_Problem to work on_. Arrange everything from the line containing "target: track surface" down to the line containing "132 63 L 132", both included, as a two-column CSV with the headers input and output. Put the answer in output and the preceding text in input, quote each field, and turn line breaks into spaces.

(Saved data entries)
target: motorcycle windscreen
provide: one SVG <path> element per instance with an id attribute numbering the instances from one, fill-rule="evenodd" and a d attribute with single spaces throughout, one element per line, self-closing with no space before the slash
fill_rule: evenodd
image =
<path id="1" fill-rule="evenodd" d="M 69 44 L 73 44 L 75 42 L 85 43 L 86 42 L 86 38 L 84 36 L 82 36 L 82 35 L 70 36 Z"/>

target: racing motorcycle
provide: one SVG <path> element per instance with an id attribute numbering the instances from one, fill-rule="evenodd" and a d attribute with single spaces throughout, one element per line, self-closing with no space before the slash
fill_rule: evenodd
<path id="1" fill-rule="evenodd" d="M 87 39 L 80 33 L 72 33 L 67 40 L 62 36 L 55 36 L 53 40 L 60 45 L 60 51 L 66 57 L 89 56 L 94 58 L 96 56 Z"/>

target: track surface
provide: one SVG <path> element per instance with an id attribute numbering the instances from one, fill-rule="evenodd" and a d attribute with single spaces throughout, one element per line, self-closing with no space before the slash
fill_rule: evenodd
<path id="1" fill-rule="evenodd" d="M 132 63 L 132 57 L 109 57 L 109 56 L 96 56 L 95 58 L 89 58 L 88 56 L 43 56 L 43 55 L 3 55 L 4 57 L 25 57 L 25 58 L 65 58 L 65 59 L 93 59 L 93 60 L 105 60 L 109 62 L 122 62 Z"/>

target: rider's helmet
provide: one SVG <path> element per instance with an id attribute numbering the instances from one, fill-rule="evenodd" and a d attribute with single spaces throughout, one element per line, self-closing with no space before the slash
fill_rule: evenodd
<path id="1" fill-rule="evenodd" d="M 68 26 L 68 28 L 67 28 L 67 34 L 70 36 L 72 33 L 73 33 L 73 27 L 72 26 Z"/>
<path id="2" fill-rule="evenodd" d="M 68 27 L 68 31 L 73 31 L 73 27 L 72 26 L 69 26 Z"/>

_Exercise output_.
input,output
"target: track surface provide: one SVG <path> element per instance with an id attribute numbering the instances from one, fill-rule=""evenodd"" and a d attribute with single spaces throughout, one element per line, self-closing with no space before the slash fill_rule: evenodd","<path id=""1"" fill-rule=""evenodd"" d=""M 132 63 L 132 57 L 109 57 L 109 56 L 96 56 L 95 58 L 89 58 L 88 56 L 43 56 L 43 55 L 3 55 L 4 57 L 25 57 L 25 58 L 65 58 L 65 59 L 93 59 L 93 60 L 105 60 L 109 62 L 122 62 Z""/>"